Requirement »
Please rewrite the lines below, changing every "mark a point" to "place a point" and keeping everything else the same.
= = =
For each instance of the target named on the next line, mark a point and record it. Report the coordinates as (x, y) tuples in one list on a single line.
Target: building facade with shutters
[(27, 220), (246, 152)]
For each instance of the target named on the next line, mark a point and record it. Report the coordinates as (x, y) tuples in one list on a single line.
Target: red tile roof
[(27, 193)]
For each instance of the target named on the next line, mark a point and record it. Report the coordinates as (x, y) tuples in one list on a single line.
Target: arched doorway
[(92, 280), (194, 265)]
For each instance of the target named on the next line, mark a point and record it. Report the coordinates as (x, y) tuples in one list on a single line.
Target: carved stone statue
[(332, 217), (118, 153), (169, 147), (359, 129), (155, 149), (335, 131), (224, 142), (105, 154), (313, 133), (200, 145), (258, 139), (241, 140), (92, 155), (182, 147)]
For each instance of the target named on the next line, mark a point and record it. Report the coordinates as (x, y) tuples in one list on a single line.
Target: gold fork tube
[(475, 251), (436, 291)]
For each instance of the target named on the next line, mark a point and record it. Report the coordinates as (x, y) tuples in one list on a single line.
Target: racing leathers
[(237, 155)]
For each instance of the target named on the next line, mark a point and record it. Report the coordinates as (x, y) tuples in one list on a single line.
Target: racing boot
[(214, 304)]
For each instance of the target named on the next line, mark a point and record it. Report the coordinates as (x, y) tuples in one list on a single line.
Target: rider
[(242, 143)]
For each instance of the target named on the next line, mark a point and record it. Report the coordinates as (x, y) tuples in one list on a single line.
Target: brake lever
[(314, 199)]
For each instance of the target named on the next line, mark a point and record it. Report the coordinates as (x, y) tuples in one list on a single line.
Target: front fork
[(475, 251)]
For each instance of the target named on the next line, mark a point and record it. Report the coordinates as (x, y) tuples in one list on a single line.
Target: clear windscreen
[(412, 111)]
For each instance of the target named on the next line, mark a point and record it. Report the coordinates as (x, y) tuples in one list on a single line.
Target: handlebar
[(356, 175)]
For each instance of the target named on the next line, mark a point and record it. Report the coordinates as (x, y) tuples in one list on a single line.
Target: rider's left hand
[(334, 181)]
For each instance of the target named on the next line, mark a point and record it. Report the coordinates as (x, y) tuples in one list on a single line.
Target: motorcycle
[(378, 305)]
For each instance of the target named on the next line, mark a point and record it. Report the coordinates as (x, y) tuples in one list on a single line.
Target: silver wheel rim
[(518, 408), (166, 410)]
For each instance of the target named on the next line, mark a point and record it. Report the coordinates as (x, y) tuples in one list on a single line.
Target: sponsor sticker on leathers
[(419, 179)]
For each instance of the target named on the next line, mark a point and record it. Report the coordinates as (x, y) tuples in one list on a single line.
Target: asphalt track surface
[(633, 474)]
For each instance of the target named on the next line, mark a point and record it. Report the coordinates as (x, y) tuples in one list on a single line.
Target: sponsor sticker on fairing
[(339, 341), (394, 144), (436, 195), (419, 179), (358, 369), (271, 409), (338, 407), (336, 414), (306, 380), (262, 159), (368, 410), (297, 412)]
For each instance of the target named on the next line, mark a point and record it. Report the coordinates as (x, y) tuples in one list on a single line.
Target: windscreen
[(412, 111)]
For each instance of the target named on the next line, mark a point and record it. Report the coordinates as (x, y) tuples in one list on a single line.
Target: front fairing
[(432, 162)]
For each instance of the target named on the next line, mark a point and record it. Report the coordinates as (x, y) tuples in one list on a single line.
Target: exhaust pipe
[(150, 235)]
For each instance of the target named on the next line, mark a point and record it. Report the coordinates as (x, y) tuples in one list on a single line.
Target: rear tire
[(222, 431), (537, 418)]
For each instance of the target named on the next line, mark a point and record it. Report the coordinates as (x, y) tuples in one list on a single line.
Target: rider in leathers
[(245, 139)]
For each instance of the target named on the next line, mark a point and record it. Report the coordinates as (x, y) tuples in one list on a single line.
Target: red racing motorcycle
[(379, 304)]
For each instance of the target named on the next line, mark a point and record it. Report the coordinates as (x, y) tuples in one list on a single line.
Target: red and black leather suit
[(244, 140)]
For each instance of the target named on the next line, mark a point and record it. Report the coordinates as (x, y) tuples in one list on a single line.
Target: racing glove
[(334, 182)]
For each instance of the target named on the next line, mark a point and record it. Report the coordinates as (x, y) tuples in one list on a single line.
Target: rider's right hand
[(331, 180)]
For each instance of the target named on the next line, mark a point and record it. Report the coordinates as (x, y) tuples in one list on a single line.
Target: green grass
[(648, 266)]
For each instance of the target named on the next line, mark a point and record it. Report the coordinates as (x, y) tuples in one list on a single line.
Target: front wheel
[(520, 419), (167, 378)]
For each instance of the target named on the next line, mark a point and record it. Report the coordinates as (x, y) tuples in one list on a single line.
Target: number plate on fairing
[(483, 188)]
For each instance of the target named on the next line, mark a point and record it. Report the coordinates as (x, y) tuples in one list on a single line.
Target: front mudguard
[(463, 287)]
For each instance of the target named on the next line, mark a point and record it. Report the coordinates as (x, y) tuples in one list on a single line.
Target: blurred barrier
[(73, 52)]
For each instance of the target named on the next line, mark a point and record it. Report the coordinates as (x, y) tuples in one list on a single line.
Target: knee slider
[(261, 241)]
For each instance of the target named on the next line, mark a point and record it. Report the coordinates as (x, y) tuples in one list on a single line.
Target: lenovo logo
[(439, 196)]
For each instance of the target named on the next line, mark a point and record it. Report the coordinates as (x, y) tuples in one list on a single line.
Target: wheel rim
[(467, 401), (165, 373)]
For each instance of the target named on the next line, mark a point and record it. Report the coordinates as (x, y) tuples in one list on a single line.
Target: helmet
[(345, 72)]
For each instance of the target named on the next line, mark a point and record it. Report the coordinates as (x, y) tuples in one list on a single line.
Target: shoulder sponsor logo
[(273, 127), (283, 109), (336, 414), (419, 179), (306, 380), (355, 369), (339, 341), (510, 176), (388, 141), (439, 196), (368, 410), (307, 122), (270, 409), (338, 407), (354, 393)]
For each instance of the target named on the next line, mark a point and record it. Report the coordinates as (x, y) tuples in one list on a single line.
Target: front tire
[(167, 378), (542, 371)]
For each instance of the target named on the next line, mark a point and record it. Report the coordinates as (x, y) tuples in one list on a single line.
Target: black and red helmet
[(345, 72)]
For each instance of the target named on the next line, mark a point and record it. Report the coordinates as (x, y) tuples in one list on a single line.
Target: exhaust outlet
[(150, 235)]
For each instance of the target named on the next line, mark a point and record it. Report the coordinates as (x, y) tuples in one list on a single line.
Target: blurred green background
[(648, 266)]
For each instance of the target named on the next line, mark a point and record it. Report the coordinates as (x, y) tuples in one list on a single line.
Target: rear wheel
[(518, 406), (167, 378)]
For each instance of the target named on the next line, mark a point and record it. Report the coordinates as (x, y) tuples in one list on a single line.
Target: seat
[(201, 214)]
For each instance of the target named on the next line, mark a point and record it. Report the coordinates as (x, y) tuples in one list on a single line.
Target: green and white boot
= = =
Answer to the problem »
For each instance of the target named on the next line, place a point and record it. Report the coordinates as (x, y) tuples in one list on a single line.
Target: building facade with shutters
[(27, 220), (246, 152)]
For each instance of the target named on the next line, place a point and record it. Report the coordinates as (x, y) tuples in one list on a single line.
Target: red tile roof
[(27, 193)]
For each instance of the target named on the next line, place a point and record it. Report the coordinates as (x, y) tuples in one list on a single line.
Target: arched doorway
[(92, 280), (194, 265)]
For each instance of the target named on the next line, place a point and record it. Report the coordinates as (x, y) tuples in one list on a single line.
Target: carved stone statue
[(332, 217), (118, 153), (169, 147), (359, 129), (155, 149), (335, 131), (224, 142), (105, 154), (313, 133), (200, 145), (258, 139), (241, 140), (92, 155), (182, 147)]
For each instance of the target named on the next line, place a point and record it. Report the coordinates as (x, y) tuples in one list on a single line.
Target: gold fork tube
[(475, 251), (436, 291)]
For each instance of the target named on the next line, place a point and record it. Report the coordinates as (x, y) tuples in one list on a single line.
Target: racing leathers
[(237, 155)]
For each instance of the target named on the next line, place a point and record it. Report the coordinates as (x, y) tuples in one list on a single line.
Target: racing boot
[(214, 304)]
For each instance of the target named on the next line, place a point and record it. Report the coordinates as (x, y) tuples in one list on a single line.
Target: rider
[(242, 143)]
For each instance of the target named on the next line, place a point and record it. Report the coordinates as (x, y) tuples in one list on a single line.
Target: brake lever
[(314, 199)]
For each instance of the target named on the next line, place a point and record it. Report the coordinates as (x, y) tuples in one list on a single line.
Target: front fork
[(475, 251)]
For each instance of the target named on the next line, place a point and record it. Report the coordinates as (x, y) tuples in one list on a single line.
Target: clear windscreen
[(412, 111)]
For each instance of the target named on the next line, place a point and record it. Report the coordinates as (x, y) tuples in one list on a single line.
Target: handlebar
[(356, 175)]
For each instance of the target named on the next line, place a point and record it. Report the coordinates as (x, y) tuples in one list on a single line.
Target: rider's left hand
[(334, 181)]
For each instance of the target named on the next line, place a point and record it. Report the coordinates as (x, y) tuples in one list on a single line.
Target: motorcycle
[(378, 305)]
For each instance of the target named on the next line, place a point and record it. Report the coordinates as (x, y) tuples in one list on a single line.
Target: silver wheel rim
[(518, 408), (166, 410)]
For each instance of the target named on the next line, place a point and record it. Report the coordinates as (x, y) tuples in one list on a single line.
Target: sponsor sticker on leathers
[(419, 179)]
For each instance of the target named on the next line, place a point and record it. Report the coordinates as (x, y) tuples in one list on a single line.
Target: asphalt track surface
[(633, 474)]
For each instance of the target named on the next line, place a point and record it. Report the coordinates as (x, y) tuples in one list on a single line.
Target: sponsor sticker on fairing
[(339, 341), (394, 144), (436, 195), (419, 179), (358, 369), (271, 409), (338, 407), (336, 414), (306, 380), (262, 159), (368, 410), (297, 412)]
For each instance of the target named on the next line, place a point and record it. Report the coordinates as (x, y) tuples in one list on a single line.
Target: windscreen
[(412, 111)]
For each instance of the target named on the next line, place a point and record it. Report the coordinates as (x, y) tuples in one list on a single line.
Target: front fairing
[(432, 162)]
For each instance of the target named on the next line, place a point and record it. Report the coordinates as (x, y) tuples in one list on a single line.
Target: exhaust pipe
[(150, 235)]
For each instance of the target named on the next line, place a point and record it. Report the coordinates as (x, y) tuples in one list on a single line.
Target: rear tire
[(222, 431), (537, 418)]
For each instance of the target named on the next line, place a point and record it. Report the coordinates as (x, y) tuples in one list on a single line.
Target: rider in leathers
[(245, 139)]
For each instance of the target named on the next line, place a point and record it. Report the coordinates as (x, y) tuples in one list on a single line.
Target: red racing motorcycle
[(379, 304)]
For each instance of the target named on the next line, place a point and record it. Report the coordinates as (x, y) tuples in one list on a single line.
Target: red and black leather suit
[(244, 140)]
For each instance of the target named on the next line, place a point and record it. Report the coordinates as (x, y) tuples in one list on a single line.
Target: racing glove
[(334, 182)]
For each instance of the target named on the next line, place a point and record it. Report the coordinates as (x, y) tuples in one list on a single line.
Target: rider's right hand
[(331, 180)]
For each instance of the target named on the next line, place a point and record it. Report the coordinates as (x, y) tuples in one list on a single line.
Target: green grass
[(648, 266)]
For each instance of the target named on the next line, place a point and record it. Report the coordinates as (x, y) tuples in one list on a single line.
Target: front wheel
[(520, 419), (167, 378)]
For each instance of the target named on the next line, place a point and record it. Report the coordinates as (x, y) tuples in one list on a single line.
Target: number plate on fairing
[(483, 188)]
For each instance of the target named on the next line, place a point and record it. Report the coordinates as (x, y) tuples in one list on a single line.
Target: front mudguard
[(463, 287)]
For each instance of the target named on the next line, place a point and record it. Report the coordinates as (x, y) tuples in one list on a single line.
Target: blurred barrier
[(73, 52)]
For each instance of the target named on the next line, place a point and record it. Report the coordinates as (x, y) tuples in one list on a single line.
Target: knee slider
[(261, 241)]
For each instance of the target named on the next line, place a point and record it. Report the coordinates as (x, y) tuples in one list on a single line.
Target: lenovo logo
[(439, 196)]
For each instance of the target named on the next line, place a point and record it. Report the coordinates as (x, y) tuples in one list on a single line.
Target: wheel rim
[(467, 401), (165, 373)]
For each instance of the target named on the next line, place a point and record it. Report the coordinates as (x, y) tuples in one list on a single line.
Target: helmet
[(345, 72)]
For each instance of the target named on the next line, place a point and record it. Report the coordinates as (x, y) tuples in one list on a single line.
Target: shoulder sponsor logo
[(273, 127), (283, 109), (336, 414), (419, 179), (306, 380), (355, 369), (339, 341), (510, 176), (388, 141), (439, 196), (368, 410), (307, 122), (270, 409), (338, 407), (354, 393)]
For each instance of the target named on the next line, place a point and record it. Report the coordinates as (x, y) tuples in one list on a single line.
Target: front tire
[(167, 378), (542, 371)]
For each instance of the target named on the next line, place a point and record it. Report the coordinates as (x, y) tuples in one list on a single line.
Target: black and red helmet
[(345, 72)]
For each instance of the target named on the next line, place a point and record it. Report the coordinates as (x, y) tuples in one list on a single line.
Target: exhaust outlet
[(150, 235)]
For each instance of the target named on the next line, place a point and record it. Report the coordinates as (x, y) tuples in one list on a single line.
Target: blurred green background
[(648, 266)]
For each instance of the target named on the next line, place a point and record it. Report the coordinates as (x, y) tuples in one list on a single line.
Target: rear wheel
[(518, 406), (167, 378)]
For each instance of the target named on the next line, place a point and record it. Report the coordinates as (x, y) tuples in one list on a single line.
Target: seat
[(201, 214)]
For each instance of the target named on the next line, place a point and record it. Report the coordinates as (x, y) tuples in one list on a single line.
Target: green and white boot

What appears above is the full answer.